Source excerpt:
※ ※ ※

The domain of definition of `f(x) = sqrt(e^(cos-1)(log_(4) x^(2)))`is

To find the domain of the function \( f(x) = \sqrt{e^{\cos^{-1}(\log_{4}(x^2))}} \), we need to ensure that the expression inside the square root is defined and non-negative. ### Step-by-step Solution: 1. **Understanding the Square Root**: The square root function is defined for non-negative values. Therefore, we need to ensure that the expression inside the square root, \( e^{\cos^{-1}(\log_{4}(x^2))} \), is non-negative. Since the exponential function \( e^x \) is always positive for any real number \( x \), we can conclude that this part does not impose any restrictions. **Hint**: Remember that the exponential function is always positive. 2. **Analyzing the Cosine Inverse Function**: The function \( \cos^{-1}(y) \) is defined for \( y \) in the interval \([-1, 1]\). Therefore, we need to find the values of \( x \) for which: \[ -1 \leq \log_{4}(x^2) \leq 1 \] **Hint**: The range of the cosine inverse function is limited, so we need to restrict \( \log_{4}(x^2) \). 3. **Splitting into Two Inequalities**: We can split the inequality into two parts: - \( \log_{4}(x^2) \geq -1 \) - \( \log_{4}(x^2) \leq 1 \) 4. **Solving the First Inequality**: For \( \log_{4}(x^2) \geq -1 \): \[ x^2 \geq 4^{-1} = \frac{1}{4} \] Taking the square root gives: \[ |x| \geq \frac{1}{2} \quad \Rightarrow \quad x \leq -\frac{1}{2} \text{ or } x \geq \frac{1}{2} \] **Hint**: Remember to consider both positive and negative roots when solving inequalities involving squares. 5. **Solving the Second Inequality**: For \( \log_{4}(x^2) \leq 1 \): \[ x^2 \leq 4^{1} = 4 \] Taking the square root gives: \[ |x| \leq 2 \quad \Rightarrow \quad -2 \leq x \leq 2 \] **Hint**: Again, consider both the positive and negative roots when dealing with squares. 6. **Combining the Results**: Now we combine the results from both inequalities: - From the first inequality, we have \( x \leq -\frac{1}{2} \) or \( x \geq \frac{1}{2} \). - From the second inequality, we have \( -2 \leq x \leq 2 \). The valid intervals from both conditions are: - From \( -2 \leq x \leq -\frac{1}{2} \) - From \( \frac{1}{2} \leq x \leq 2 \) Thus, the domain of \( f(x) \) is: \[ x \in [-2, -\frac{1}{2}] \cup [\frac{1}{2}, 2] \] ### Final Domain: The domain of the function \( f(x) \) is: \[ [-2, -\frac{1}{2}] \cup [\frac{1}{2}, 2] \]

※ ※ ※

Task goal: According to the domain solution above, what is the final domain of f(x)?

※ ※ ※

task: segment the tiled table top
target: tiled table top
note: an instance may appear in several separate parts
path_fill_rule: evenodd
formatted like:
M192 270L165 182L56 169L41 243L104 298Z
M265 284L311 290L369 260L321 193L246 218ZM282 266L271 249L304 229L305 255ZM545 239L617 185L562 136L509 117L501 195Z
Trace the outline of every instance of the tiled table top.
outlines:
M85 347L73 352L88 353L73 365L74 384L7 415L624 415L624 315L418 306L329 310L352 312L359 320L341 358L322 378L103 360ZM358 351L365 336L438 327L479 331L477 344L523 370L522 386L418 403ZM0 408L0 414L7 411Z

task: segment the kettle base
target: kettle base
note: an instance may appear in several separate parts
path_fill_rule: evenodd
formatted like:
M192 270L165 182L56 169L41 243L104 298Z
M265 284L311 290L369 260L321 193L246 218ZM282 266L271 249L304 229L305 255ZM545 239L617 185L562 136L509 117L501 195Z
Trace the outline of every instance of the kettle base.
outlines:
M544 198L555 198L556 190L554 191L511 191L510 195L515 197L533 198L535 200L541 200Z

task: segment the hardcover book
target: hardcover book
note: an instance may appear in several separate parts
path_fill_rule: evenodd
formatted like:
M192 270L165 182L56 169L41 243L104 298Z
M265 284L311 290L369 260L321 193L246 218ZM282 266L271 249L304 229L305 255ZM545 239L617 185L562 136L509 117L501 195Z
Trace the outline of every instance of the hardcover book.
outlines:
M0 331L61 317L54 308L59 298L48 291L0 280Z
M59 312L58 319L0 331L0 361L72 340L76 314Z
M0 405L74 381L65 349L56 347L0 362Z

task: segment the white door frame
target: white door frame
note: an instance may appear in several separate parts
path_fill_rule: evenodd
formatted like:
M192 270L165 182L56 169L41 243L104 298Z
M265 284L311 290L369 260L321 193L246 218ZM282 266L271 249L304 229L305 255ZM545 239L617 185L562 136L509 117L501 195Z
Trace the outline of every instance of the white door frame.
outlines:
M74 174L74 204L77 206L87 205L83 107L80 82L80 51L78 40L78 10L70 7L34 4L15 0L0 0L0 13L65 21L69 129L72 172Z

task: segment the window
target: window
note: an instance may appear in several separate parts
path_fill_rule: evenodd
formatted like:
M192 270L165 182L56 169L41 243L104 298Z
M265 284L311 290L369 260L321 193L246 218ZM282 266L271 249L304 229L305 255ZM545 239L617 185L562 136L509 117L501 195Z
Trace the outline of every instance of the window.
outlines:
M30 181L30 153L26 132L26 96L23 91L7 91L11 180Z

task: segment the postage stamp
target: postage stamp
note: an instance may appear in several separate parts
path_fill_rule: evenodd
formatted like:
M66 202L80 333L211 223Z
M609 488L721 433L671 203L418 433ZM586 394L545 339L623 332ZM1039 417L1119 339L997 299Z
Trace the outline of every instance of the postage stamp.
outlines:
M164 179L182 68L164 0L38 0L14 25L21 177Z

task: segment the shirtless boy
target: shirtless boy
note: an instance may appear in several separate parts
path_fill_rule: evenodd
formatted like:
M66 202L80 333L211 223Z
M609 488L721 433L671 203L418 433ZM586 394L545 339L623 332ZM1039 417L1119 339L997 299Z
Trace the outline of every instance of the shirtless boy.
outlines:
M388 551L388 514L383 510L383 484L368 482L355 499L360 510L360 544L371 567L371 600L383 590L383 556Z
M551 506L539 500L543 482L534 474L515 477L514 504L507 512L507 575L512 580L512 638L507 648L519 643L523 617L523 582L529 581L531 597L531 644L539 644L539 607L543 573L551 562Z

※ ※ ※

Problem solution: [-2, -1/2] ∪ [1/2, 2]